**Exercise instructions:** Write out each line of the material exactly as given, and drop the images.

....

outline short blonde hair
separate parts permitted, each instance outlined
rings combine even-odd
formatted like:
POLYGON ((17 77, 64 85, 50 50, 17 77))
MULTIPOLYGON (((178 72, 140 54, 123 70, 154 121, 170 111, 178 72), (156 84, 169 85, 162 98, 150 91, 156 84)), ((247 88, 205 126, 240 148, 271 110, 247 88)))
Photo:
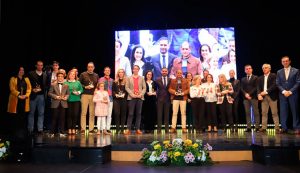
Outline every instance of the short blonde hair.
POLYGON ((196 85, 196 81, 197 81, 198 79, 200 79, 200 84, 201 84, 201 76, 200 76, 200 75, 194 76, 192 84, 193 84, 193 85, 196 85))

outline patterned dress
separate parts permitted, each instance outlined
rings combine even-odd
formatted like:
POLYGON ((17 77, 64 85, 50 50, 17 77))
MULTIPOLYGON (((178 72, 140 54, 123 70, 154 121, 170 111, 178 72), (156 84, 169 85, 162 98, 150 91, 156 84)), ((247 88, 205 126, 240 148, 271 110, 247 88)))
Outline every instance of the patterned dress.
POLYGON ((108 115, 108 104, 101 101, 107 100, 109 102, 109 96, 107 91, 95 91, 93 101, 95 105, 95 116, 107 116, 108 115))

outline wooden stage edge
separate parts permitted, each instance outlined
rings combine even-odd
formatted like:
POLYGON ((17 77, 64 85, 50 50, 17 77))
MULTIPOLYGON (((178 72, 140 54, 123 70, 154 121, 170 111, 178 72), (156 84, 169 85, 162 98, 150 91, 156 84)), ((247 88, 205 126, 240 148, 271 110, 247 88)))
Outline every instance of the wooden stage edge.
MULTIPOLYGON (((112 151, 111 160, 113 161, 139 161, 141 151, 112 151)), ((300 151, 299 151, 300 155, 300 151)), ((252 151, 210 151, 213 161, 252 161, 252 151)))
MULTIPOLYGON (((300 150, 299 158, 300 158, 300 150)), ((111 159, 113 161, 139 161, 141 151, 112 151, 111 159)), ((252 151, 211 151, 210 156, 213 161, 253 161, 252 151)))

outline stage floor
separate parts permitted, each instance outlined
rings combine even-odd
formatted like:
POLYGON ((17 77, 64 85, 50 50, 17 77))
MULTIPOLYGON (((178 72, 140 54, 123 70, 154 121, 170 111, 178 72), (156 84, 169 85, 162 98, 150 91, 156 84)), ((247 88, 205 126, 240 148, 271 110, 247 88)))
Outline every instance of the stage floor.
POLYGON ((137 162, 116 162, 112 161, 107 164, 32 164, 32 163, 14 163, 14 164, 1 164, 1 173, 299 173, 300 165, 262 165, 249 161, 239 162, 218 162, 213 166, 201 166, 201 167, 148 167, 143 166, 137 162))
POLYGON ((226 150, 251 150, 252 145, 264 147, 294 147, 300 148, 300 135, 292 134, 275 134, 274 129, 268 129, 266 133, 261 132, 244 132, 244 128, 238 132, 219 131, 218 133, 205 132, 177 133, 164 132, 158 134, 155 130, 153 133, 142 135, 123 135, 116 134, 112 130, 112 135, 97 134, 77 134, 66 137, 49 137, 49 135, 36 135, 33 137, 33 147, 79 147, 79 148, 98 148, 107 145, 112 146, 112 151, 140 151, 149 146, 154 141, 173 140, 175 138, 182 139, 201 139, 203 143, 209 143, 215 151, 226 150))

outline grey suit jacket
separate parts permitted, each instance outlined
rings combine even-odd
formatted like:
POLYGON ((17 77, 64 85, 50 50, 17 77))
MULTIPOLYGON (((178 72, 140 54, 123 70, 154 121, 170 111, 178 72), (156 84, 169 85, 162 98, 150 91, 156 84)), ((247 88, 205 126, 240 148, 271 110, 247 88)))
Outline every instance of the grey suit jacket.
MULTIPOLYGON (((125 85, 125 90, 128 93, 127 100, 132 100, 132 96, 134 95, 133 83, 133 77, 128 77, 125 85)), ((141 99, 144 100, 144 94, 146 93, 146 82, 143 76, 139 76, 139 93, 142 94, 141 99)))
POLYGON ((58 108, 61 104, 63 108, 68 108, 67 100, 58 100, 56 96, 67 96, 69 98, 70 90, 67 84, 63 84, 61 88, 61 92, 59 91, 59 84, 52 85, 48 92, 48 96, 52 98, 51 100, 51 108, 58 108))

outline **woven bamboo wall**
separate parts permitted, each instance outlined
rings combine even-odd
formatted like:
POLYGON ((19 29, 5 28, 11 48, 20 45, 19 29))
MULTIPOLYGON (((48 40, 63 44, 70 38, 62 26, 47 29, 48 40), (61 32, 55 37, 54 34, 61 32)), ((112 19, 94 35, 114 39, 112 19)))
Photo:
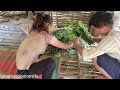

....

**The answer:**
outline short blonde hair
separate parts permitted, each instance outlined
rings combine even-odd
formatted like:
POLYGON ((17 77, 64 85, 50 50, 17 77))
MULTIPOLYGON (((178 72, 140 54, 123 70, 154 121, 170 111, 178 72), (156 84, 169 85, 162 98, 150 91, 156 84)), ((247 88, 205 126, 240 148, 271 110, 247 88)))
Photo:
Outline every instance of the short blonde hair.
POLYGON ((196 85, 196 81, 197 81, 198 79, 200 79, 200 84, 201 84, 201 76, 200 76, 200 75, 194 76, 192 84, 193 84, 193 85, 196 85))

outline patterned dress
separate parts permitted, each instance outlined
rings combine even-odd
formatted like:
POLYGON ((17 77, 64 85, 50 50, 17 77))
MULTIPOLYGON (((178 72, 140 54, 123 70, 154 121, 170 111, 178 72), (156 84, 169 85, 162 98, 150 91, 156 84)), ((247 88, 205 126, 240 148, 271 110, 247 88)))
Outline every instance of the patterned dress.
POLYGON ((108 115, 108 104, 101 101, 107 100, 109 102, 109 96, 107 91, 95 91, 93 101, 95 105, 95 116, 107 116, 108 115))

outline wooden stage edge
separate parts permitted, each instance outlined
rings combine even-odd
formatted like:
POLYGON ((17 77, 64 85, 50 50, 17 77))
MULTIPOLYGON (((178 72, 140 54, 123 70, 154 121, 170 111, 178 72), (156 84, 169 85, 162 98, 150 91, 156 84)), ((247 88, 205 126, 240 148, 271 110, 247 88)))
Outline every instance of the wooden stage edge.
MULTIPOLYGON (((112 151, 111 160, 113 161, 139 161, 141 151, 112 151)), ((300 151, 299 151, 300 155, 300 151)), ((252 151, 210 151, 213 161, 252 161, 252 151)))
MULTIPOLYGON (((300 150, 299 158, 300 158, 300 150)), ((111 159, 113 161, 139 161, 141 151, 112 151, 111 159)), ((252 151, 211 151, 210 156, 213 161, 253 161, 252 151)))

outline stage floor
separate parts permitted, each instance outlined
rings combine even-odd
formatted like:
POLYGON ((17 77, 64 85, 50 50, 17 77))
MULTIPOLYGON (((178 72, 140 54, 123 70, 154 121, 170 111, 178 72), (156 84, 169 85, 162 98, 150 91, 156 84)), ((247 88, 205 126, 240 148, 271 110, 247 88)))
Outline every instance of the stage floor.
POLYGON ((137 162, 116 162, 112 161, 107 164, 32 164, 32 163, 14 163, 14 164, 1 164, 1 173, 299 173, 300 165, 262 165, 249 161, 239 162, 218 162, 213 166, 201 166, 201 167, 148 167, 143 166, 137 162))
POLYGON ((226 150, 251 150, 252 145, 264 147, 294 147, 300 148, 300 135, 292 134, 275 134, 274 129, 268 129, 266 133, 261 132, 244 132, 244 128, 238 132, 219 131, 218 133, 205 132, 177 133, 164 132, 158 134, 155 130, 153 133, 142 135, 123 135, 116 134, 112 130, 112 135, 97 134, 77 134, 66 137, 49 137, 49 135, 36 135, 33 137, 33 147, 79 147, 79 148, 98 148, 107 145, 112 146, 112 151, 140 151, 149 146, 154 141, 173 140, 175 138, 182 139, 201 139, 203 143, 209 143, 215 151, 226 150))

outline grey suit jacket
separate parts permitted, each instance outlined
rings combine even-odd
formatted like:
POLYGON ((17 77, 64 85, 50 50, 17 77))
MULTIPOLYGON (((178 72, 140 54, 123 70, 154 121, 170 111, 178 72), (156 84, 169 85, 162 98, 150 91, 156 84)), ((247 88, 205 126, 240 148, 271 110, 247 88)))
Outline every instance of the grey suit jacket.
MULTIPOLYGON (((125 85, 125 90, 128 93, 127 100, 132 100, 132 96, 134 95, 133 83, 133 77, 128 77, 125 85)), ((141 99, 144 100, 144 94, 146 93, 146 82, 143 76, 139 76, 139 93, 142 94, 141 99)))
POLYGON ((58 108, 61 104, 63 108, 68 108, 67 100, 58 100, 56 96, 67 96, 69 98, 70 90, 67 84, 63 84, 61 88, 61 92, 59 91, 59 84, 52 85, 48 92, 48 96, 52 98, 51 100, 51 108, 58 108))

outline **woven bamboo wall**
separate parts permitted, each instance outlined
rings combine even-odd
formatted like:
POLYGON ((19 29, 5 28, 11 48, 20 45, 19 29))
MULTIPOLYGON (((48 40, 63 44, 70 38, 62 26, 47 29, 48 40), (61 32, 55 37, 54 34, 61 32)), ((112 19, 94 35, 114 39, 112 19)))
Photo:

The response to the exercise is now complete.